start Source document
I'll ask again. Do you have any evidence, statistics, or research to back up this opinion?


----------



## TatSoul

milesvdustin said:


> First of all, I'm not three years old. I am being serious and not acting like a child. You suggesting it tells me a lot about you. And I base my view on what I would do if I were a criminal. I wouldnt start shooting unarmed citizens before taking out armed citizens I could see. Why leave myself further exposed as a crook, or a first target as a citizen?


Your logic is flawed.If that was the case why do most criminals stop to think before they commit violent crimes when armed police officers or rent a cops are around.I don't believe i can recall the last time a store was robbed with an armed police officer standing there.Most criminals want to pick easy targets.They want to avoid the confrontation.If more people were openly armed, criminals would select there places of robbery and violent crime a little more carefully.Its common sense.Animals in the wild go after weaker,more easy targets,criminals have the same mind set.


----------



## MULLET HUNTER

bigbulls said:


> There what is? Can't answer a simple question? I never said he was right or wrong. I just asked a question. If someone is going to make such a claim I would expect that person to have evidence, statistics or research to back up the claim.
> 
> I'll ask again. Do you have any evidence, statistics, or research to back up this opinion?


Big bulls I'm gonna make a claim... You are an idiot! Here you go again pissing people off, with your great thoughts, and your piss poor antics. I actually have three pages now of evidence on this thread to alone support my claim, and numerous pages on the other thread that also proves your an idiot that knows nothing. You just spout off ignorance over and over again... Idiot


----------



## milesvdustin

Yeah I just told you why I have my opinion on it. Open carry doesn't matter, we already have the right in Florida law. I choose to conceal mine, as that is my right to do so. I would rather not advertise the fact that I have a gun for the reason I stated. This is my personal choice and my opinions. But hey, opinions are like assholes, everyone has one.
end Source document
- [Exercise task 1]:
Do these statements agree with the open carry thread above? Answer yes or no for each, and quote the words from the thread that decide it.
(a) milesvdustin says Florida law already gives the right to carry openly.
(b) TatSoul says most criminals look for easy targets.
(c) milesvdustin carries his gun openly.
- [Exercise task 2]:
Using the open carry thread above, answer each question briefly.
(a) What does milesvdustin say he bases his view on?
(b) What does TatSoul compare criminals to?
(c) How many pages of evidence does MULLET HUNTER claim to have on this thread?
- [Exercise task 3]: Write the next post in the open carry thread above, continuing from its last post.
start Extracted information
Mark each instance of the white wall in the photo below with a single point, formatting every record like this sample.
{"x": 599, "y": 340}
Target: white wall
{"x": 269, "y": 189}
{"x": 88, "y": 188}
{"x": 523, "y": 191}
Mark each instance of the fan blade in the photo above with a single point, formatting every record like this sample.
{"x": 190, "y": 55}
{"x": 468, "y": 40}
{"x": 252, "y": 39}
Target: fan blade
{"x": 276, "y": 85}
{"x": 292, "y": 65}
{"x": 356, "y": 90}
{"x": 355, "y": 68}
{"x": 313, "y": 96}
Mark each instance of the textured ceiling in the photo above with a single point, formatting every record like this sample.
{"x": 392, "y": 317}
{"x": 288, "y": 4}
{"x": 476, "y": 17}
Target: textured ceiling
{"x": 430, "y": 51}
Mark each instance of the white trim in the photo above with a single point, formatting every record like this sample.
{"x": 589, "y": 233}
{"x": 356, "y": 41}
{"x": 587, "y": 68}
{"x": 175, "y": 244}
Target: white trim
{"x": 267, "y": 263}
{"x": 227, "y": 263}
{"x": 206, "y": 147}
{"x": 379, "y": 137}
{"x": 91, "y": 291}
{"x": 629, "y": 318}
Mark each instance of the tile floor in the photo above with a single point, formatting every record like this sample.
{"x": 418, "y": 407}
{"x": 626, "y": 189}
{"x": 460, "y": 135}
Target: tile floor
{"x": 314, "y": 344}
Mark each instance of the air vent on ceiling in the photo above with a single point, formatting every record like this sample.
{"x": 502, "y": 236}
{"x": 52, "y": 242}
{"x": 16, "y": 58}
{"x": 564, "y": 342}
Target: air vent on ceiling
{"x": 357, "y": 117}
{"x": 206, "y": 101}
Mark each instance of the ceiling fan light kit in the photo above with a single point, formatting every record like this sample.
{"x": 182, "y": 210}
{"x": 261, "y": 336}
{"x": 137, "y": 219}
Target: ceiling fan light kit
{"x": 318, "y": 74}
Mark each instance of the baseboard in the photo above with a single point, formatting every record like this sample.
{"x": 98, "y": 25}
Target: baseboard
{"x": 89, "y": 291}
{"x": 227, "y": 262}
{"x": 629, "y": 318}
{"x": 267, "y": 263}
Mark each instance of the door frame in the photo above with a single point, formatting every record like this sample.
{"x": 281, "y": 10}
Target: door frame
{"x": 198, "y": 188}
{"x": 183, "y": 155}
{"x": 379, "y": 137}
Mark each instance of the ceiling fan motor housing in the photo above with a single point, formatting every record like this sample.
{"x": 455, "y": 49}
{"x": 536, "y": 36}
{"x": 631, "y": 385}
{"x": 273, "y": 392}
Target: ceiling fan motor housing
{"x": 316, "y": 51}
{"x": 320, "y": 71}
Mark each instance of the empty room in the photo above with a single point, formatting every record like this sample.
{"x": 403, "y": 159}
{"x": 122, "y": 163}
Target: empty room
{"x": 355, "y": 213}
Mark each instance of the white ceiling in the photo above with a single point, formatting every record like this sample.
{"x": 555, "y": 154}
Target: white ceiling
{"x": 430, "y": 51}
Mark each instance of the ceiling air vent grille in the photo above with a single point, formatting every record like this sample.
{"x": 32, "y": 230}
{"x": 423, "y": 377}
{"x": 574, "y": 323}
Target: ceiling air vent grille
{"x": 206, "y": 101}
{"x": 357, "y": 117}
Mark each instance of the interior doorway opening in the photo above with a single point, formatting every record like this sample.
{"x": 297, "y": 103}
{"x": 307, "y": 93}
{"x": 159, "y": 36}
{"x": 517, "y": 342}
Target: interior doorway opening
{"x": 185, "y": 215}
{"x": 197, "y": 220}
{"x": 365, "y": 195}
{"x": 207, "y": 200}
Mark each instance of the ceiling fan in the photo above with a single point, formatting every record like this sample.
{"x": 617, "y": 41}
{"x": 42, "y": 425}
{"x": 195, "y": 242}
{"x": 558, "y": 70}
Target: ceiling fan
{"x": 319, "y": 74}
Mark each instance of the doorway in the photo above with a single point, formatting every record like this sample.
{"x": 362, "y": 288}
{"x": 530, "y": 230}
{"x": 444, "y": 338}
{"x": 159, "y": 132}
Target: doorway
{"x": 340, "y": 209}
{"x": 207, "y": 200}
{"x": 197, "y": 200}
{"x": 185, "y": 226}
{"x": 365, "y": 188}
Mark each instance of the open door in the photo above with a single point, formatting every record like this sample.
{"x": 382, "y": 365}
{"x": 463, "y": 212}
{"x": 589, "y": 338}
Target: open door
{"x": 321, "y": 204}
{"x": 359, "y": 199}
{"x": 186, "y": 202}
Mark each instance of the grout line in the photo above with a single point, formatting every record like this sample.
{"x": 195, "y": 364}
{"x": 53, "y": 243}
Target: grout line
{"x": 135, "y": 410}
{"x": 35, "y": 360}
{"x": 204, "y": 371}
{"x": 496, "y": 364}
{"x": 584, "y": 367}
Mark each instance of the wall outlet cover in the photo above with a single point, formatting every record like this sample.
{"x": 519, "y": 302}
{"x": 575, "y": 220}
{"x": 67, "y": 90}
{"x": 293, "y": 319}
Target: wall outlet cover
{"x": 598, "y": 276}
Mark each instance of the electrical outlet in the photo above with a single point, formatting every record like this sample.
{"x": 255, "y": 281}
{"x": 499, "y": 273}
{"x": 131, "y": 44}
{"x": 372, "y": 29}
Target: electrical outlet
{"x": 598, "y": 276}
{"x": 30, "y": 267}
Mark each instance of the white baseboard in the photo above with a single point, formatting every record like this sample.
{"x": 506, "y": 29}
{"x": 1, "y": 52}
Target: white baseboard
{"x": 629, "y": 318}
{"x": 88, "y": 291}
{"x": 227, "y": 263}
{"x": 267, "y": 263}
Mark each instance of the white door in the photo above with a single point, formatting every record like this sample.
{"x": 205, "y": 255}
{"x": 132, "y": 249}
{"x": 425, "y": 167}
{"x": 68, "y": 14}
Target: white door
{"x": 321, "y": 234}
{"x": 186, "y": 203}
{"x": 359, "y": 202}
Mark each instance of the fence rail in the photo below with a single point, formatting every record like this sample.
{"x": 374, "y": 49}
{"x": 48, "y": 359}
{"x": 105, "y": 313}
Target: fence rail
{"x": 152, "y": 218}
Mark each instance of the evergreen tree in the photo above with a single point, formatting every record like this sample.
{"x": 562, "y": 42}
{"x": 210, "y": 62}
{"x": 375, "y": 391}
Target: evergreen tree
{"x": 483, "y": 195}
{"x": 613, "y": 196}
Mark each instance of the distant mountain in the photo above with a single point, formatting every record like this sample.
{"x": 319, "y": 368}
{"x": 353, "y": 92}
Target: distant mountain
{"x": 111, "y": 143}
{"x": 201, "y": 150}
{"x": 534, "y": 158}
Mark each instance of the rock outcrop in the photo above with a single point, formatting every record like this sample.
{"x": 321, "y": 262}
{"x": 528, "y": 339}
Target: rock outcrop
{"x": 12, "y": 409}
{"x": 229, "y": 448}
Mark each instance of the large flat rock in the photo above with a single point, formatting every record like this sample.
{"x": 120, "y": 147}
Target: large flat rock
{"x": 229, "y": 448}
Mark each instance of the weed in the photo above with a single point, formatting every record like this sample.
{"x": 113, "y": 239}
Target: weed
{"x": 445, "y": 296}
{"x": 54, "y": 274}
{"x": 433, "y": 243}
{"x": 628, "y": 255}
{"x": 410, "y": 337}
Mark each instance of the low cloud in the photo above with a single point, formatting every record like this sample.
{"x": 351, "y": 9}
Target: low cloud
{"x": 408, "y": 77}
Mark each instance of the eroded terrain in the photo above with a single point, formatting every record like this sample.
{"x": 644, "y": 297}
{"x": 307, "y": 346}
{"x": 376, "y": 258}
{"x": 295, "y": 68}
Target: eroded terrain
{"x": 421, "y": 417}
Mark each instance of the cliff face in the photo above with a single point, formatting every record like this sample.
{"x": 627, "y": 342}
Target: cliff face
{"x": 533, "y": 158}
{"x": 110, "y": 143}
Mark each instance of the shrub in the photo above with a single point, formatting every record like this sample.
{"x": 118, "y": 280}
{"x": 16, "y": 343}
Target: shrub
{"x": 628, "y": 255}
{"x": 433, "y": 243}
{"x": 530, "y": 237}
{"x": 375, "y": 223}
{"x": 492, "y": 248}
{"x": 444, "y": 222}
end Extracted information
- [Task result 1]:
(a) Yes: "we already have the right in Florida law."
(b) Yes: "Most criminals want to pick easy targets."
(c) No: "I choose to conceal mine, as that is my right to do so."

- [Task result 2]:
(a) What he would do if he were a criminal.
(b) Animals in the wild that go after weaker, easier targets.
(c) Three.

- [Task result 3]:
----------



## Jason

Jason II, Chase, and Mike----we'll all go pier fishing sometime! I'll hang my AR and Glock on my side....it'll look cool I'll guarantee it, especially when i wear my fishing outfit!!! Jason II you can carry an AK w/ a Colt 1911, Chase can carry one of his long range firearms, and Mike probably a tacti-cool scattergun, and an MP5 full auto! 

On a serious note, it is a wonderful thing that a person can open carry while fishing/hunting and such but to make it a big deal, publicity, and trying to provoke negative responses does nothing fer legal gun ownership/carry.

That's my .02 and w/ that you may get nothing!


----------



## bigbulls

> Big bulls I'm gonna make a claim... You are an idiot! Here you go again pissing people off, with your great thoughts, and your piss poor antics. I actually have three pages now of evidence on this thread to alone support my claim, and numerous pages on the other thread that also proves your an idiot that knows nothing. You just spout off ignorance over and over again... Idiot


How is asking questions pissing people off unless they can't back up those opinions with facts and they just get annoyed by being asked to back up the claims. IDK???? And why would you immediately resort to personal insults? I thought that what a discussion forum was all about? Asking questions and getting answers? I remember the other thread very well and no one was able to back up their claims why open carry was a bad idea.




> Yeah I just told you why I have my opinion on it. Open carry doesn't matter, we already have the right in Florida law.


No, no you don't. Can you open carry in Walmart like they can in other states? Can you open carry in Applebees like they can in other states? Can you open carry at while walking your dog at night like they can in other states? FYI. You don't have the right to carry at all in Florida. The simple fact that you are required to have a license to do so turns that right into a privilege that can be revoked at any time.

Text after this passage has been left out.